[Supplied data]
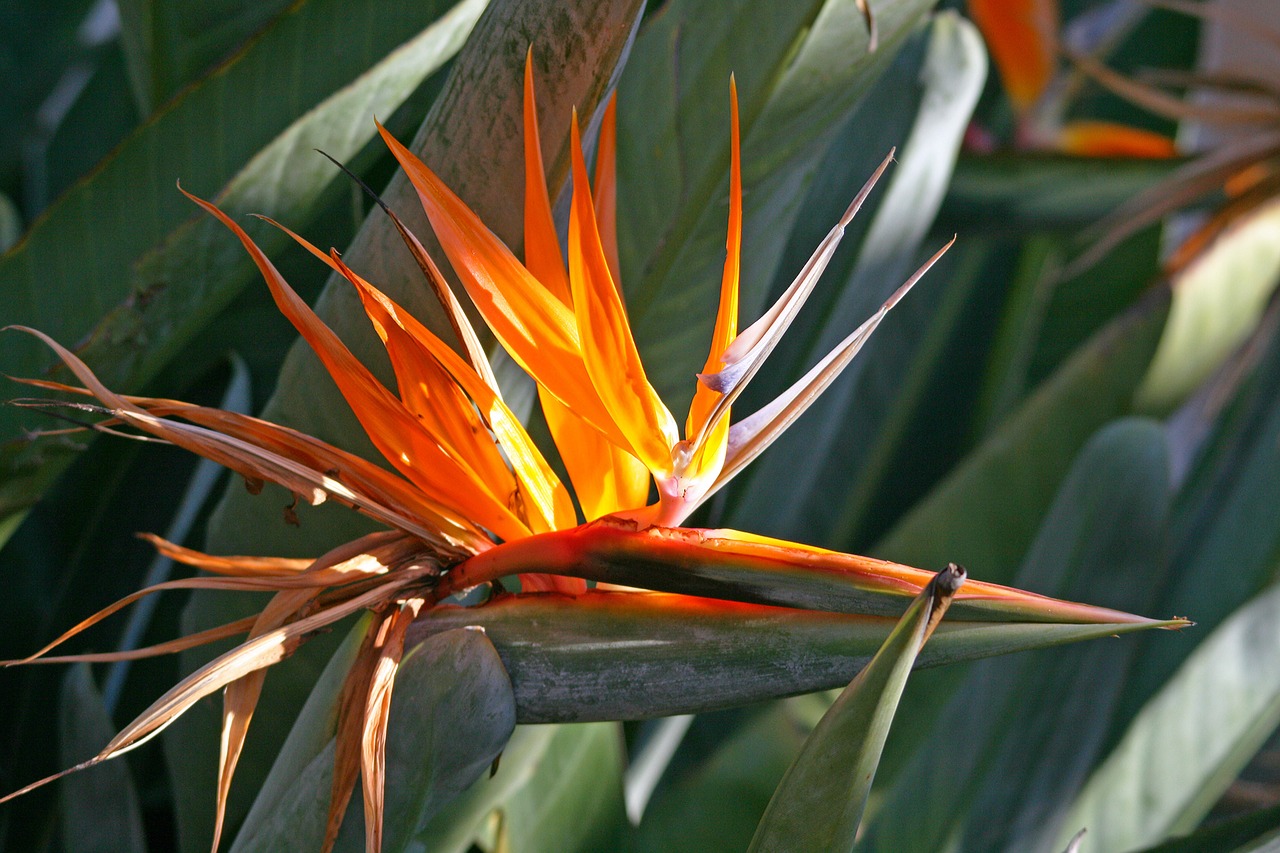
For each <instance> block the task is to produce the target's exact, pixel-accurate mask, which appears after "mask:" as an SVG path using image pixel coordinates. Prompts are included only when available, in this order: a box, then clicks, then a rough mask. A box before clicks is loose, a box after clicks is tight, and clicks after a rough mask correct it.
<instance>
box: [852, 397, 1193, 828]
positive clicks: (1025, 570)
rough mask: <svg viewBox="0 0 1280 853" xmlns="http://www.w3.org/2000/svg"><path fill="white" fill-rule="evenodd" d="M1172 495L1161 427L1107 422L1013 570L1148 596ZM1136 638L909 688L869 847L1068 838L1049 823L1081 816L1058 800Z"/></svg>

[Exercise prompt] Copy the entries above word for word, from their beginning through the line containing "positive clicks: (1025, 570)", inclusive, and leave out the picture.

[Reply to the task]
For each <instance> block the task is to produce the target's exact, pixel-accurate mask, which appears after "mask:" as an SVG path using image pixel coordinates. Prompts are included only when available, in this order: a box, then clicks, then a rough mask. A box before clicks is loose, a box after clicks is tight, and clicks after a rough mask correct it.
<instance>
box: [852, 397, 1193, 828]
positive clicks: (1025, 570)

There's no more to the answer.